### Exercise objective
Could you write out all the data below word for word, leaving the pictures out of your answer?

####################

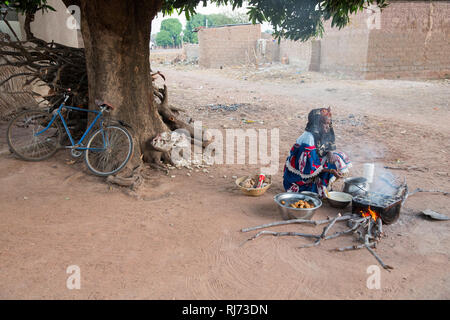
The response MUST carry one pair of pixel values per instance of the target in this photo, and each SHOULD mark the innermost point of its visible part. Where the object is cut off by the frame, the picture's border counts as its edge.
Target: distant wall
(345, 50)
(228, 45)
(413, 41)
(191, 51)
(52, 25)
(408, 39)
(298, 53)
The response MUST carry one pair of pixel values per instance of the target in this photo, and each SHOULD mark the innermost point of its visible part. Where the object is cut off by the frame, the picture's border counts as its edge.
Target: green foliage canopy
(201, 20)
(170, 32)
(292, 19)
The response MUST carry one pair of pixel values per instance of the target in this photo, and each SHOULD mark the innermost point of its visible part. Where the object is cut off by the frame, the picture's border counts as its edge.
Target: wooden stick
(407, 168)
(280, 223)
(355, 247)
(387, 267)
(316, 243)
(431, 191)
(280, 234)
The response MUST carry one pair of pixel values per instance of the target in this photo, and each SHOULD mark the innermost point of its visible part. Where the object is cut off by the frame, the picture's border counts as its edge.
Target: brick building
(408, 39)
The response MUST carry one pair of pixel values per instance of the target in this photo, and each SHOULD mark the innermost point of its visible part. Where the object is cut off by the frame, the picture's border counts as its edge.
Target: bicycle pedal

####################

### Problem solution
The response MUST carry one pair of pixel values per instance of the target in this photo, and each SHOULD mark the innermost point of its visible part. Where the object is cut off by the frame, the picture's border counts as its edge.
Target: distant wall
(345, 50)
(228, 45)
(413, 41)
(191, 51)
(52, 25)
(408, 39)
(298, 53)
The response MUST carry one pair of pixel values per instance of the target in this photo, and each SHOULD mark the innermost point of its visible part. Where the object is cut off by the frame, the picture's border counts as its edge.
Target: green foliage canopy
(201, 20)
(170, 32)
(292, 19)
The response MUST carry one pair of pixel values per instance of the target in this photo, and each SHOULD mark the innermost point of its visible part. Where the object is cut off by the frame, the picture's border counts as its edge.
Target: wooden stick
(407, 168)
(280, 223)
(355, 247)
(387, 267)
(316, 243)
(431, 191)
(280, 234)
The response MUST carry one pair of pixel values per instance of the target in this photo, and each SHOULD mark the innermost point of its visible part. Where the object is cut off by the frame, the picture's border counts as its edge.
Target: brick building
(408, 39)
The response MUST carry one pair of pixel values per instance of the target in this photo, and each SHOULD mark the innermost point of its visible part. Where the object is cut off by the frame, the picture's border counts as its edge.
Target: bicycle pedal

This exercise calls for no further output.